- [Extrait à lire]:
* * * *
L'Ambassadeur d'Angleterre se serait-il comporté différemment si le gouvernement Français, eut été assiégé dans une place battue en brêche, et qu'il eut été question, non des intérêts les plus importans que le Cabinet Britannique ait traités depuis plus de huit cent ans, mais d'une simple capitulation?

On a fait précéder l'ouverture des négociations, par des armemens fastueusement annoncés; tous les jours, à toute heure on a signalé la reprise des hostilités.

Et quel est cet ultimatum qu'on présente au gouvernement Français pour être signé dans le délai d'un jour!
* * * *
- [Consignes de travail]:
A - Relevez dans l'extrait sur les négociations franco-anglaises tous les acteurs politiques désignés par un titre ou une institution, en citant chacun une seule fois.
B - Rédigez la suite de l'extrait sur les négociations franco-anglaises, à partir de sa dernière phrase.
Les données présentées ensuite forment un ensemble indépendant de l'extrait.
* * * *
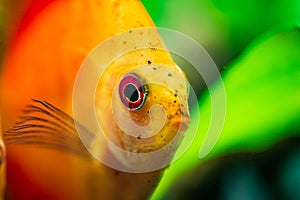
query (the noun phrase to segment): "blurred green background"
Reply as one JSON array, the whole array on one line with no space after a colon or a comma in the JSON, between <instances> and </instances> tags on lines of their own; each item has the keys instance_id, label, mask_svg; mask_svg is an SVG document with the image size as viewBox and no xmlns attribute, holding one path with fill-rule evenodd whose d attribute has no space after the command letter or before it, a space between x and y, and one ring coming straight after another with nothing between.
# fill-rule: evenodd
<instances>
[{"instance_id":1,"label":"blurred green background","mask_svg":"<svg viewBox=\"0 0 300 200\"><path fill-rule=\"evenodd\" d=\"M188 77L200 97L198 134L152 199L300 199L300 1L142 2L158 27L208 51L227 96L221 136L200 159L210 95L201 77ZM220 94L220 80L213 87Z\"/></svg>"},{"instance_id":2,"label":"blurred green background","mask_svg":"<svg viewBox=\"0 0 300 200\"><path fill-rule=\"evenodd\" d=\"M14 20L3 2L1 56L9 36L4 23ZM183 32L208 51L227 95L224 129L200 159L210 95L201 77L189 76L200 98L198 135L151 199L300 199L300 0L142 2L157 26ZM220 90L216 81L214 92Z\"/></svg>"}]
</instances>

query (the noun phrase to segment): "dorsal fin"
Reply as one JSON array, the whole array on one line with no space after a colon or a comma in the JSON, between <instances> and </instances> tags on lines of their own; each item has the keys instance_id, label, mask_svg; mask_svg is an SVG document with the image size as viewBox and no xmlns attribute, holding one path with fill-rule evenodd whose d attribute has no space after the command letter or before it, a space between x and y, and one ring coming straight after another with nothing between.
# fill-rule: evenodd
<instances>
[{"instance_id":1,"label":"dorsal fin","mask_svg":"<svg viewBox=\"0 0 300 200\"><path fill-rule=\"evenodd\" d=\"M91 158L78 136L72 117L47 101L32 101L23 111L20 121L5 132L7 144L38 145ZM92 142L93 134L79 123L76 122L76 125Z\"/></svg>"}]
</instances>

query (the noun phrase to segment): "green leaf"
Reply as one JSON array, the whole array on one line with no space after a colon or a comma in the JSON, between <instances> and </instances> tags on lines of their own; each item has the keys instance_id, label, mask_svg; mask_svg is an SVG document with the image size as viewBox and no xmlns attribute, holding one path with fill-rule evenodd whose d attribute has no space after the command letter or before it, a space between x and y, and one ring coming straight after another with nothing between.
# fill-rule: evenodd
* * * *
- [Résultats]:
A - L'Ambassadeur d'Angleterre ; le gouvernement Français ; le Cabinet Britannique.

B -
Il faut qu'il consente à donner une isle qui ne lui appartient pas, qu'il viole lui-même, à son détriment un traité solennel, sous le prétexte que l'Angleterre a besoin contre lui d'une garantie nouvelle; qu'il manque à tous les égards dus aux autres puissances contractantes, en détruisant sans leur aveu l'article qui, par considération pour elles, avait été le plus longuement discuté à l'époque des conférences; qu'il manque également à ceux qui sout dus aux puissances garantes, en consentant qu'une isle dont elles ont voulu l'indépendance, reste pendant dix ans sous l'autorité de la Couronne Britanuique; qu'il ravisse à l'Ordre de Malte sa souveraineté de l'état qui lui a été rendu, et que cette souveraineté soit transmise aux habitans, que par cette spoliation il offense toutes les puissances qui ont reconnu le rétablissement de

cet Ordre qui l'ont garanti et qui, dans les arrangemens de l'Allemagne, lui ont assuré des indemnités pour les pertes qu'il avait éprouvées.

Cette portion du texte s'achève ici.